** START Source **
The learning rate $\eta$ determines the size of the steps we take to reach a (local) minimum. In other words, we follow the direction of the slope of the surface created by the objective function downhill until we reach a valley.

### Gradient descent variants
There are three variantes of gradient descent, which differ in **how much data** we use to compute the gradient of the objective function. Depending on the amount of data, we make a trade-off between the *accuracy* of the parameter update and the *time* it takes to perform an update.

#### Batch Gradient Descent
Vanilla gradient descent (batch gradient descent) computes the gradient of the cost function with reference to the parameters $\theta$ for the entire training set:

$$ \theta = \theta - \triangledown_{\theta}J(θ)$$

The gradients for the whole dataset must be calculated to perfom just one update, which can be very slow and intractable for large datasets that don't fit in memory. Moreover, it doesn't allow us to update the model online (with new examples on-the-fly).

#### Stochastic Gradient Descent (SGD)
Performs a parameter update for each training example $x^{(i)}$ and label $y^{(i)}$:

$$\theta = \theta -\eta \cdot \triangledown_{\theta}J(\theta ; x^{(i)};y^{(i)}) $$

Batch gradient descent performs redundant computation for large datasets, as it recomputes gradients for similar examples before each parameter update. SGD performs one update at a time. It performs frequent udpates with a high variance that cause the objective function to fluctuate heavily.
** END Source **
** START Extracted information **
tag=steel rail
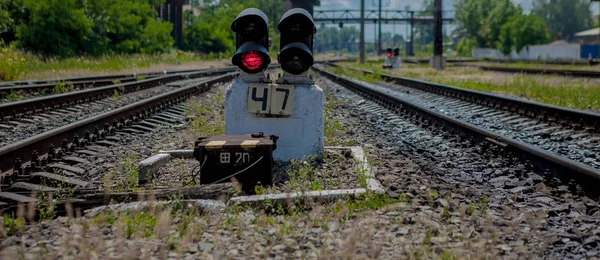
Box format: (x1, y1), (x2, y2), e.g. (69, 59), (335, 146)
(0, 69), (210, 87)
(0, 77), (141, 94)
(0, 67), (237, 121)
(0, 73), (237, 172)
(313, 67), (600, 195)
(476, 66), (600, 78)
(328, 64), (600, 132)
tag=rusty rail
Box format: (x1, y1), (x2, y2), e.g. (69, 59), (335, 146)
(313, 67), (600, 196)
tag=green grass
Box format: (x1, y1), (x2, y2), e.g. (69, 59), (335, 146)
(186, 91), (225, 136)
(0, 46), (229, 81)
(482, 62), (600, 70)
(324, 97), (356, 146)
(330, 61), (600, 111)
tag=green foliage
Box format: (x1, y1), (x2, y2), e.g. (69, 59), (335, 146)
(17, 0), (93, 56)
(125, 211), (157, 238)
(183, 17), (235, 53)
(479, 0), (523, 47)
(531, 0), (592, 39)
(313, 24), (360, 52)
(14, 0), (173, 57)
(52, 81), (73, 94)
(0, 0), (23, 43)
(498, 14), (550, 55)
(1, 212), (25, 237)
(455, 0), (523, 47)
(456, 38), (477, 57)
(86, 0), (173, 54)
(0, 41), (27, 81)
(185, 93), (225, 136)
(112, 90), (121, 101)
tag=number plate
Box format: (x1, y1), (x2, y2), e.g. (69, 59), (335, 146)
(248, 84), (271, 114)
(248, 84), (294, 116)
(219, 151), (252, 165)
(271, 85), (294, 116)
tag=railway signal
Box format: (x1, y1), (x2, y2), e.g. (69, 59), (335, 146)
(231, 8), (271, 74)
(277, 8), (317, 75)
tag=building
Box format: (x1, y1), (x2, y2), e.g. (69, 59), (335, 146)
(575, 28), (600, 44)
(283, 0), (321, 15)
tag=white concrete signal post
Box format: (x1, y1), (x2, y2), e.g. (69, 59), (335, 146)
(225, 8), (324, 161)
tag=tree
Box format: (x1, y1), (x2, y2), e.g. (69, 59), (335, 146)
(86, 0), (173, 54)
(479, 0), (523, 47)
(498, 14), (550, 55)
(456, 38), (477, 57)
(0, 0), (23, 43)
(182, 4), (245, 53)
(532, 0), (592, 40)
(455, 0), (523, 47)
(16, 0), (92, 56)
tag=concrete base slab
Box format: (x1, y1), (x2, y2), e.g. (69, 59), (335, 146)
(138, 153), (171, 184)
(225, 80), (325, 161)
(84, 200), (225, 219)
(140, 146), (385, 205)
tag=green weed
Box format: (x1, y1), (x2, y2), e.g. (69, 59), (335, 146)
(185, 92), (225, 136)
(52, 81), (73, 94)
(112, 89), (121, 101)
(6, 89), (25, 102)
(2, 212), (25, 237)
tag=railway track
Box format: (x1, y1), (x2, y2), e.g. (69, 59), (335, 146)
(314, 67), (600, 196)
(0, 69), (237, 210)
(0, 68), (223, 103)
(472, 65), (600, 78)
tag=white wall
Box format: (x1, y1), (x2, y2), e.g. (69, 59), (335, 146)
(472, 44), (581, 60)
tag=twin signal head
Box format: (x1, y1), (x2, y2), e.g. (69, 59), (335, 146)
(277, 8), (317, 75)
(231, 8), (271, 74)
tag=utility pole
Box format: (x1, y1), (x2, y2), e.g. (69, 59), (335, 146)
(359, 0), (365, 63)
(408, 12), (415, 57)
(377, 0), (381, 56)
(430, 0), (445, 69)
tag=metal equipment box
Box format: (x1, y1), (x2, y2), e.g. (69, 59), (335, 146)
(194, 133), (278, 192)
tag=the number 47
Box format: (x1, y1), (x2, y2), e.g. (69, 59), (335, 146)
(275, 88), (290, 110)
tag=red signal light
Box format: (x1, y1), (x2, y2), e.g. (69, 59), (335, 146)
(242, 51), (265, 71)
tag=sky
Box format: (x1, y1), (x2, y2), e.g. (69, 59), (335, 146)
(315, 0), (599, 41)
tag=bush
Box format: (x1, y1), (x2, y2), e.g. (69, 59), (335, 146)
(17, 0), (173, 57)
(456, 38), (477, 57)
(0, 45), (25, 81)
(17, 0), (92, 56)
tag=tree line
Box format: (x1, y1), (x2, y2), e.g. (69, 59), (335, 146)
(0, 0), (173, 57)
(0, 0), (290, 57)
(455, 0), (593, 56)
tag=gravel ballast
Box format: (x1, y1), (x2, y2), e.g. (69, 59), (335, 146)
(0, 78), (600, 259)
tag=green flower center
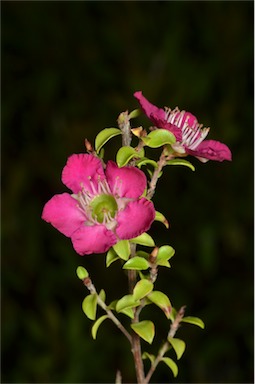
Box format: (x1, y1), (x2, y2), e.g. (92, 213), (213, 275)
(90, 194), (118, 223)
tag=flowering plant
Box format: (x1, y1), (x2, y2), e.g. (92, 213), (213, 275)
(42, 92), (231, 384)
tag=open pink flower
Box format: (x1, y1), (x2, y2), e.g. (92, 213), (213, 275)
(134, 91), (232, 162)
(42, 154), (155, 255)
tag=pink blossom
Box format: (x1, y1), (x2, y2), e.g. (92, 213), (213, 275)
(42, 154), (155, 255)
(134, 91), (232, 162)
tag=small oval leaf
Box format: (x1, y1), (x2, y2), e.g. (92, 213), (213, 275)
(181, 316), (205, 329)
(122, 256), (150, 271)
(162, 357), (178, 377)
(157, 245), (175, 260)
(130, 232), (155, 247)
(167, 337), (186, 360)
(91, 315), (108, 340)
(147, 291), (172, 319)
(166, 159), (195, 172)
(116, 295), (140, 312)
(82, 293), (97, 320)
(131, 320), (155, 344)
(133, 279), (153, 300)
(113, 240), (130, 261)
(142, 352), (155, 364)
(106, 248), (119, 268)
(95, 128), (121, 153)
(116, 146), (141, 167)
(76, 267), (89, 280)
(142, 129), (176, 148)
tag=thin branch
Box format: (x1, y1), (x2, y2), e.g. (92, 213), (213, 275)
(143, 306), (185, 384)
(83, 277), (132, 344)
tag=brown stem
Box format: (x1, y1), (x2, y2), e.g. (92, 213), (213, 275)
(143, 306), (185, 384)
(83, 277), (132, 345)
** END Extracted information **
Stated task 1> From the gradient descent passage, reproduce the stretch from "### Gradient descent" through "perform an update.", swapping "trade-off" for "compromise".
Stated task 2> For each statement below, state whether the gradient descent passage supports it, answering yes or no and quoting the deciding words of the passage: (a) Batch gradient descent computes the gradient over the entire training set. (b) Batch gradient descent permits the model to be updated online. (c) The frequent updates of SGD have low variance.

Expected output 1>
### Gradient descent variants
There are three variantes of gradient descent, which differ in **how much data** we use to compute the gradient of the objective function. Depending on the amount of data, we make a compromise between the *accuracy* of the parameter update and the *time* it takes to perform an update.

Expected output 2>
(a) Yes: "for the entire training set"
(b) No: "it doesn't allow us to update the model online (with new examples on-the-fly)"
(c) No: "with a high variance that cause the objective function to fluctuate heavily"